TASK DETAILS: Count the lines in the rows below that contain the string "person", matching case exactly, and reply with only the number.

SUPPLIED MATERIAL:
○ ○ ○ ○ ○

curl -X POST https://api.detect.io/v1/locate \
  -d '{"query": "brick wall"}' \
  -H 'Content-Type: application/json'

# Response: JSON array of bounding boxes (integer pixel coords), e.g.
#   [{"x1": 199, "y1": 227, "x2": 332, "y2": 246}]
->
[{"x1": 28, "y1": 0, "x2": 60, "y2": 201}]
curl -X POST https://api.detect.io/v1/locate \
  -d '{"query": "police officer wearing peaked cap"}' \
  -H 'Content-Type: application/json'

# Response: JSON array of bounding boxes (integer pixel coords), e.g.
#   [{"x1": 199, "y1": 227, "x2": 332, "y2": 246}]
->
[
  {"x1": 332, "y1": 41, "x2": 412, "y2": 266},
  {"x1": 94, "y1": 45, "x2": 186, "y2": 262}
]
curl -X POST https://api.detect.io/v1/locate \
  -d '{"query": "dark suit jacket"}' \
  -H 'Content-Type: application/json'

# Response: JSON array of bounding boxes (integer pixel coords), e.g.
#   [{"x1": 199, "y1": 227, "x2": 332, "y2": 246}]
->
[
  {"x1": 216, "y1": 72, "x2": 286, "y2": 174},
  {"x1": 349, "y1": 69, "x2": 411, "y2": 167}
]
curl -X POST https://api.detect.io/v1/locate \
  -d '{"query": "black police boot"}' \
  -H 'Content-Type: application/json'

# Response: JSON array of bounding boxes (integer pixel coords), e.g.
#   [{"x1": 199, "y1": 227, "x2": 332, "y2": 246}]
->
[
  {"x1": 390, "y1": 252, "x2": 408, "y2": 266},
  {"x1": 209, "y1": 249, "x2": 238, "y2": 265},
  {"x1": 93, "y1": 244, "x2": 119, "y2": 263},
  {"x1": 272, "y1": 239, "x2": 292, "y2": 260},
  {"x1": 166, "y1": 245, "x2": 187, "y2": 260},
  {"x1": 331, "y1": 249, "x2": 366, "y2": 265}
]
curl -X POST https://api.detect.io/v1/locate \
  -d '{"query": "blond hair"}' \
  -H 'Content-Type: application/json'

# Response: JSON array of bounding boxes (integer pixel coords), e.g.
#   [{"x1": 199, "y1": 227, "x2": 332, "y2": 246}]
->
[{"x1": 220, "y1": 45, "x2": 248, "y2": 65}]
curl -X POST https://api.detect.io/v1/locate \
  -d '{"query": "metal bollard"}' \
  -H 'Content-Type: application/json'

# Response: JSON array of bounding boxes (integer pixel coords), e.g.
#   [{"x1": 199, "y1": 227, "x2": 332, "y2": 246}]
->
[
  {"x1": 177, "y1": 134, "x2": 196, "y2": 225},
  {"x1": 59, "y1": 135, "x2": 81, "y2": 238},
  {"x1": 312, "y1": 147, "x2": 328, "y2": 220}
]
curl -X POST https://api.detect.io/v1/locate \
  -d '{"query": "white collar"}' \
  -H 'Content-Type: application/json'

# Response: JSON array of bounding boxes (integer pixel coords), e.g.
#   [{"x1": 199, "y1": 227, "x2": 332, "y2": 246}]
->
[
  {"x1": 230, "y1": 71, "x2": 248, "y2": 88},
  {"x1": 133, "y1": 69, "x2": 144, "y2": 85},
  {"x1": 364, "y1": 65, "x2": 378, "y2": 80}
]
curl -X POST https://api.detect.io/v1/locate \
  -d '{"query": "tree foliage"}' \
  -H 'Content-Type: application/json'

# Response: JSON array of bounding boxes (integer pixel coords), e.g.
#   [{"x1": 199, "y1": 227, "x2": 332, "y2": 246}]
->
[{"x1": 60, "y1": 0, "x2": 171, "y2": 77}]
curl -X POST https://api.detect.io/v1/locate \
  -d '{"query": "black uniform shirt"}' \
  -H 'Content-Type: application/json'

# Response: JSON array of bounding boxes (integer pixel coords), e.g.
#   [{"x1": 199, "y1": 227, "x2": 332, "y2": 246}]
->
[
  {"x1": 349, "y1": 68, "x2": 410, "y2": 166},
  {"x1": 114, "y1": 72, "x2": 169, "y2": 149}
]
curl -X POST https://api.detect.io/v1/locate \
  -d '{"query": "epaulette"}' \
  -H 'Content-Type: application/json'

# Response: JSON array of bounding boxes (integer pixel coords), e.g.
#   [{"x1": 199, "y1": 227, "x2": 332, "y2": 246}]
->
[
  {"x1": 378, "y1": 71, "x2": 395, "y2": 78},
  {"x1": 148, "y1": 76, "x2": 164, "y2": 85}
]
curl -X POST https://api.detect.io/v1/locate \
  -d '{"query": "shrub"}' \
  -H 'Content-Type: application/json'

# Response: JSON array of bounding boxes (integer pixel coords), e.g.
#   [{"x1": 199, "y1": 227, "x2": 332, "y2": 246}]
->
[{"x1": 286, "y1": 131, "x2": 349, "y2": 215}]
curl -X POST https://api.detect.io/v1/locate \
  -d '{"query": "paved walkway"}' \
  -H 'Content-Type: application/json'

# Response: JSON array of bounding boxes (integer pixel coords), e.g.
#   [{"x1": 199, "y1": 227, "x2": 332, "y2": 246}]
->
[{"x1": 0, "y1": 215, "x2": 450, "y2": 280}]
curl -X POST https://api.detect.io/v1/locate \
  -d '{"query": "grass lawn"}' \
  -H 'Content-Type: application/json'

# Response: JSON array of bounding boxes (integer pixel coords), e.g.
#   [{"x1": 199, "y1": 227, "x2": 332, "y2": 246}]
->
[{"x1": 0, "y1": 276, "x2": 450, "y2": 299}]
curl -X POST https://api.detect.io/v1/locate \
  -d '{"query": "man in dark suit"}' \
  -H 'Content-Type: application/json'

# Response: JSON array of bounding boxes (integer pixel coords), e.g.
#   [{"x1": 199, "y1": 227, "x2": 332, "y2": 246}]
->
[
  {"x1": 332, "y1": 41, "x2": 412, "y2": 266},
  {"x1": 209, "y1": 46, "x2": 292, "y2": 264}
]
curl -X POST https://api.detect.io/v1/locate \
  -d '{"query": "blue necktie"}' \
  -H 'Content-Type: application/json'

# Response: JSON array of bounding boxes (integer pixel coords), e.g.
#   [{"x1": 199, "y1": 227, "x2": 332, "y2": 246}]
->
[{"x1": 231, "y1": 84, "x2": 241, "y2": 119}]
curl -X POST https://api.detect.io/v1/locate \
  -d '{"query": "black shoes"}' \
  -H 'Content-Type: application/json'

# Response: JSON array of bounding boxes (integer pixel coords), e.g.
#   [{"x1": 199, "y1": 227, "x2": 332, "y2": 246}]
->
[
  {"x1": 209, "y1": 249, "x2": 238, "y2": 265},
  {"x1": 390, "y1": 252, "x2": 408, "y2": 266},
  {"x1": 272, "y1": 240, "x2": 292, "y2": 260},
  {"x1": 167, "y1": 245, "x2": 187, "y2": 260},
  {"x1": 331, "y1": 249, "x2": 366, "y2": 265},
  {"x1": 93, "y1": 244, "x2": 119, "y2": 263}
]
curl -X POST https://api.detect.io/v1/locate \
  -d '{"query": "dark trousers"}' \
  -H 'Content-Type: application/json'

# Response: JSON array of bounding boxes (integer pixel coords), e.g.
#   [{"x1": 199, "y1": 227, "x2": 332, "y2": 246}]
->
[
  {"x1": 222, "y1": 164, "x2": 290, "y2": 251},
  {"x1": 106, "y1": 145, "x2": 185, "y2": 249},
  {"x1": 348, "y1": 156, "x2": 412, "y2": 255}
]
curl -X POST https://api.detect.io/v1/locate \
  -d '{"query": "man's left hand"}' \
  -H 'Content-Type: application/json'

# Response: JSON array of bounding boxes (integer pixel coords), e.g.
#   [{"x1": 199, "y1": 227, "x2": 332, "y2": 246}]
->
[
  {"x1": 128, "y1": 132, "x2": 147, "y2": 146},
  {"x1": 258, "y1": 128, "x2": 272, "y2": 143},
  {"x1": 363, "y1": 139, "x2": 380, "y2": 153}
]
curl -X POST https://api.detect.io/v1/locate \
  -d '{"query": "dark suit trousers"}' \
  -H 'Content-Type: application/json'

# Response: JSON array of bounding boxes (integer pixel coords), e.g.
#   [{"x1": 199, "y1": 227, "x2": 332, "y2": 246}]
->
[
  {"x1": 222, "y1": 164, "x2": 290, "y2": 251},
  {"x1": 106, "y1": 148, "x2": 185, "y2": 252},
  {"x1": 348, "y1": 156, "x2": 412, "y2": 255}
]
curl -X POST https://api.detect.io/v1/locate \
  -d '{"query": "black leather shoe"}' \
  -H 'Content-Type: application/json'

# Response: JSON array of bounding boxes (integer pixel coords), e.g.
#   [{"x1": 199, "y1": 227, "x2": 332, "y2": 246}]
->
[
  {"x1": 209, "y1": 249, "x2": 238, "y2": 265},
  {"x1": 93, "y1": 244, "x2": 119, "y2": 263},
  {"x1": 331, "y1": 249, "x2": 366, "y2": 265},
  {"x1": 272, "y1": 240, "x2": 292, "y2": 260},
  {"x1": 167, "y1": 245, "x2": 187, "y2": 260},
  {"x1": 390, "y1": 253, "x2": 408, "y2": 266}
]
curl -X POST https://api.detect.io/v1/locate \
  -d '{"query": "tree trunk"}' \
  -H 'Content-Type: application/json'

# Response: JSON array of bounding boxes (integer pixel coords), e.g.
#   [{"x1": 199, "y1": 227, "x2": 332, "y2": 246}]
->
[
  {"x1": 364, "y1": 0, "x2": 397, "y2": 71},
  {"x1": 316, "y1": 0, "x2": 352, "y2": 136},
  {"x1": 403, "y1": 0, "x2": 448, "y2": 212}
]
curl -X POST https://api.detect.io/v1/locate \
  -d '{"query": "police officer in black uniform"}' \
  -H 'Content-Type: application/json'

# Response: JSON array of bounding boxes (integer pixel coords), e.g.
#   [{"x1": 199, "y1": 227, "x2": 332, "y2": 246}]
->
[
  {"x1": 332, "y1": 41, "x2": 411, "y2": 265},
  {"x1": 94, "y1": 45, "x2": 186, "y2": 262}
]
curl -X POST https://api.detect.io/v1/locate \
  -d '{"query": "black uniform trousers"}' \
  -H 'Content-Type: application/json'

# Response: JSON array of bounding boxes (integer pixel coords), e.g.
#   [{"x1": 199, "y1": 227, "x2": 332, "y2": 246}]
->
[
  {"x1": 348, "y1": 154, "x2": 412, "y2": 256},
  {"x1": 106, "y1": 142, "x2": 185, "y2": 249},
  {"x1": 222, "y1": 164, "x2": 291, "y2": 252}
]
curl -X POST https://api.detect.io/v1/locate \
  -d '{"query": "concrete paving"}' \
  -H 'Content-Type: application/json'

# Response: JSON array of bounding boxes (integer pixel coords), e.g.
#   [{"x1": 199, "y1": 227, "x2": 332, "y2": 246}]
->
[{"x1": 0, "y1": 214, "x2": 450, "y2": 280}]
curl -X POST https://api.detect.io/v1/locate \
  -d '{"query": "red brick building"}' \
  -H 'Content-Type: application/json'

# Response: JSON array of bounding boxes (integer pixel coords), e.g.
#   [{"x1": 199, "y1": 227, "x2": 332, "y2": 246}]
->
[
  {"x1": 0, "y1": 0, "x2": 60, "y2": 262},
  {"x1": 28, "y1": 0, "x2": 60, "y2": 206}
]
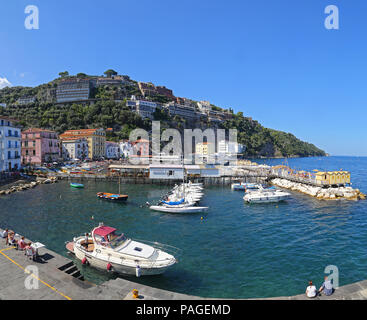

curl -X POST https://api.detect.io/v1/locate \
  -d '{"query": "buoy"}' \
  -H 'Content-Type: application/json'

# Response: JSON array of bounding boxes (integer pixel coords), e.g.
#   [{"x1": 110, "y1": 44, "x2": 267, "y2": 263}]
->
[
  {"x1": 133, "y1": 289, "x2": 139, "y2": 299},
  {"x1": 135, "y1": 266, "x2": 141, "y2": 278}
]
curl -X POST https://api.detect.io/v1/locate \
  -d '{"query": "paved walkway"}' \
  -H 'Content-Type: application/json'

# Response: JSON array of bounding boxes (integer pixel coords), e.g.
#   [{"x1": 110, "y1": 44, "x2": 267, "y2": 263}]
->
[{"x1": 0, "y1": 229, "x2": 367, "y2": 300}]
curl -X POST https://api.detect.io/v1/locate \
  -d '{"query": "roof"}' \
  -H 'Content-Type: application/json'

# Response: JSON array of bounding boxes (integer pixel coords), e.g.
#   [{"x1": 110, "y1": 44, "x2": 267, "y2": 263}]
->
[{"x1": 94, "y1": 226, "x2": 116, "y2": 237}]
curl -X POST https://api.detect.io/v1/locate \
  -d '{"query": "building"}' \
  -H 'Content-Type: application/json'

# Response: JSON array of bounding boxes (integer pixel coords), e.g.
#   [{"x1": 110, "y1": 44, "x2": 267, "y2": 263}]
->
[
  {"x1": 0, "y1": 116, "x2": 21, "y2": 171},
  {"x1": 60, "y1": 129, "x2": 106, "y2": 160},
  {"x1": 61, "y1": 137, "x2": 88, "y2": 161},
  {"x1": 149, "y1": 164, "x2": 184, "y2": 180},
  {"x1": 106, "y1": 141, "x2": 120, "y2": 159},
  {"x1": 164, "y1": 101, "x2": 199, "y2": 121},
  {"x1": 156, "y1": 86, "x2": 175, "y2": 99},
  {"x1": 218, "y1": 140, "x2": 245, "y2": 154},
  {"x1": 17, "y1": 96, "x2": 36, "y2": 105},
  {"x1": 120, "y1": 140, "x2": 133, "y2": 158},
  {"x1": 22, "y1": 128, "x2": 60, "y2": 165},
  {"x1": 96, "y1": 76, "x2": 125, "y2": 87},
  {"x1": 126, "y1": 97, "x2": 158, "y2": 120},
  {"x1": 56, "y1": 79, "x2": 92, "y2": 103},
  {"x1": 197, "y1": 101, "x2": 212, "y2": 113},
  {"x1": 138, "y1": 82, "x2": 157, "y2": 97}
]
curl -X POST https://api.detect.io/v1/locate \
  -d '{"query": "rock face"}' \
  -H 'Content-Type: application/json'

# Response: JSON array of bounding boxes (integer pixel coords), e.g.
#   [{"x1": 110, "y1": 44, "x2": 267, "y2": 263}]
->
[{"x1": 272, "y1": 178, "x2": 366, "y2": 200}]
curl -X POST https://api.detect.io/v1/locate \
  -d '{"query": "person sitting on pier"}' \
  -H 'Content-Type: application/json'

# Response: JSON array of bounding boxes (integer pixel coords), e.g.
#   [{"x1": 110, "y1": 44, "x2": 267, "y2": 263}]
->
[
  {"x1": 25, "y1": 242, "x2": 36, "y2": 260},
  {"x1": 17, "y1": 236, "x2": 27, "y2": 250},
  {"x1": 6, "y1": 231, "x2": 17, "y2": 246},
  {"x1": 319, "y1": 276, "x2": 334, "y2": 296},
  {"x1": 1, "y1": 229, "x2": 9, "y2": 238},
  {"x1": 306, "y1": 281, "x2": 317, "y2": 298}
]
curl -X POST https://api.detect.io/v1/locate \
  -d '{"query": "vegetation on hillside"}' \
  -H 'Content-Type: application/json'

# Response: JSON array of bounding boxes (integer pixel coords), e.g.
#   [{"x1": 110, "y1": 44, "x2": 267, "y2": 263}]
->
[{"x1": 0, "y1": 73, "x2": 325, "y2": 157}]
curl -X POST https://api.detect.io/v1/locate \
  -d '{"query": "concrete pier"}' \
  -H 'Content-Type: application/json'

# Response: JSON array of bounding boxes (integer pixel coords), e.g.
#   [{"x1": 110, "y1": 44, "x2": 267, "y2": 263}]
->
[
  {"x1": 0, "y1": 229, "x2": 367, "y2": 300},
  {"x1": 0, "y1": 229, "x2": 202, "y2": 300}
]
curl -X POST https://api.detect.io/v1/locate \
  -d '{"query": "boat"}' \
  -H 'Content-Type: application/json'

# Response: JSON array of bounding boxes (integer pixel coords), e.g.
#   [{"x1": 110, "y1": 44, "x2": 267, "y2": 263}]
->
[
  {"x1": 231, "y1": 182, "x2": 261, "y2": 191},
  {"x1": 97, "y1": 178, "x2": 129, "y2": 201},
  {"x1": 149, "y1": 205, "x2": 209, "y2": 213},
  {"x1": 97, "y1": 192, "x2": 129, "y2": 201},
  {"x1": 70, "y1": 183, "x2": 84, "y2": 188},
  {"x1": 243, "y1": 189, "x2": 291, "y2": 203},
  {"x1": 66, "y1": 223, "x2": 179, "y2": 276}
]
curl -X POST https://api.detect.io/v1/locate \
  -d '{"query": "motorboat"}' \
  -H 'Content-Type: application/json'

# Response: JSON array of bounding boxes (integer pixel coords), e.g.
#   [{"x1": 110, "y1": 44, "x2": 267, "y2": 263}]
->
[
  {"x1": 97, "y1": 192, "x2": 129, "y2": 201},
  {"x1": 70, "y1": 183, "x2": 84, "y2": 188},
  {"x1": 149, "y1": 205, "x2": 209, "y2": 213},
  {"x1": 97, "y1": 178, "x2": 129, "y2": 202},
  {"x1": 66, "y1": 224, "x2": 179, "y2": 276},
  {"x1": 243, "y1": 189, "x2": 291, "y2": 203},
  {"x1": 231, "y1": 182, "x2": 262, "y2": 191}
]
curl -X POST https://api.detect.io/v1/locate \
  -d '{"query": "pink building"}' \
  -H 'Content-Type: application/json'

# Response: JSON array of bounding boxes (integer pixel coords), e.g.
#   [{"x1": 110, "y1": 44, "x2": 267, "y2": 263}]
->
[{"x1": 22, "y1": 128, "x2": 60, "y2": 165}]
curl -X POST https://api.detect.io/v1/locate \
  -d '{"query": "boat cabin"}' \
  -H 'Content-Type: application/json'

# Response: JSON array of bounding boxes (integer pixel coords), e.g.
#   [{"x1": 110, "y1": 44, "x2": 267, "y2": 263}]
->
[{"x1": 92, "y1": 226, "x2": 128, "y2": 249}]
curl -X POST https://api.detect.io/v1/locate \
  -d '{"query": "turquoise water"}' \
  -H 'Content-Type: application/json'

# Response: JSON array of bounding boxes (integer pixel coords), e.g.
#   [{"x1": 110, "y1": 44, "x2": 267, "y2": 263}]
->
[{"x1": 0, "y1": 157, "x2": 367, "y2": 298}]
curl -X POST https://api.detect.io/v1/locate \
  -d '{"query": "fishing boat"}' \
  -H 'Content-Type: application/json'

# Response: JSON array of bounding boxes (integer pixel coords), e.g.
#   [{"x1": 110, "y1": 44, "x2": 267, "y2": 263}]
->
[
  {"x1": 231, "y1": 182, "x2": 261, "y2": 191},
  {"x1": 70, "y1": 183, "x2": 84, "y2": 188},
  {"x1": 97, "y1": 192, "x2": 129, "y2": 201},
  {"x1": 66, "y1": 224, "x2": 179, "y2": 277},
  {"x1": 149, "y1": 205, "x2": 209, "y2": 213},
  {"x1": 97, "y1": 178, "x2": 129, "y2": 202},
  {"x1": 243, "y1": 189, "x2": 291, "y2": 203}
]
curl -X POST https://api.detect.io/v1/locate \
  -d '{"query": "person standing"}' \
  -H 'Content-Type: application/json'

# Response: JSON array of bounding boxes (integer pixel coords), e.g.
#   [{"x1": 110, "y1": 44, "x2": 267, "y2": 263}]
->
[
  {"x1": 319, "y1": 276, "x2": 334, "y2": 296},
  {"x1": 306, "y1": 281, "x2": 317, "y2": 298}
]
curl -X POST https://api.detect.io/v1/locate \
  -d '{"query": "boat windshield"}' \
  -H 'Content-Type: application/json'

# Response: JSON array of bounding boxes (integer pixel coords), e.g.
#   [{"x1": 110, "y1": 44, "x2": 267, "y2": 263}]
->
[{"x1": 109, "y1": 233, "x2": 127, "y2": 249}]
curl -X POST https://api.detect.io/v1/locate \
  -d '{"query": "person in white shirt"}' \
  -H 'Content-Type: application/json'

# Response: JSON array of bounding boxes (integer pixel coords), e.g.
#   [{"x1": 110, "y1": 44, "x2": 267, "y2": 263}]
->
[{"x1": 306, "y1": 281, "x2": 317, "y2": 298}]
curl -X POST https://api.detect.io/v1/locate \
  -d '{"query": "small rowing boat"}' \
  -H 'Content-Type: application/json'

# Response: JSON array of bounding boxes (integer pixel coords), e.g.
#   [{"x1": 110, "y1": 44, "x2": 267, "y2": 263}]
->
[
  {"x1": 97, "y1": 192, "x2": 129, "y2": 201},
  {"x1": 70, "y1": 183, "x2": 84, "y2": 188}
]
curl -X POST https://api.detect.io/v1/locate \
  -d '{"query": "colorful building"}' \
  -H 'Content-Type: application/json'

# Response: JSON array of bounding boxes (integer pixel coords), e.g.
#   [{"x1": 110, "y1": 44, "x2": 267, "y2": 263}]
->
[
  {"x1": 62, "y1": 137, "x2": 88, "y2": 161},
  {"x1": 0, "y1": 116, "x2": 21, "y2": 172},
  {"x1": 22, "y1": 128, "x2": 60, "y2": 165},
  {"x1": 60, "y1": 129, "x2": 106, "y2": 160}
]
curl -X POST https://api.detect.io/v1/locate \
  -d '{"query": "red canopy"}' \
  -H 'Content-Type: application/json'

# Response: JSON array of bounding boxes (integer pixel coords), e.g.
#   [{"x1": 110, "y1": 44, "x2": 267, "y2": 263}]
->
[{"x1": 94, "y1": 226, "x2": 116, "y2": 237}]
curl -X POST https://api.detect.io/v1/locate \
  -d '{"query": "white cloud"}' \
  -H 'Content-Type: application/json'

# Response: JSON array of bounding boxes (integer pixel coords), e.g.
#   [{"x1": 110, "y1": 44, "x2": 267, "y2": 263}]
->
[{"x1": 0, "y1": 78, "x2": 12, "y2": 89}]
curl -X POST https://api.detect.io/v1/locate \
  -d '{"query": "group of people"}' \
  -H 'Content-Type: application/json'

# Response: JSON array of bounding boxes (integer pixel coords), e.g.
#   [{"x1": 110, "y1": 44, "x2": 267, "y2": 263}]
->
[
  {"x1": 0, "y1": 229, "x2": 37, "y2": 260},
  {"x1": 306, "y1": 276, "x2": 334, "y2": 298}
]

○ ○ ○ ○ ○

EXERCISE ANSWER: 3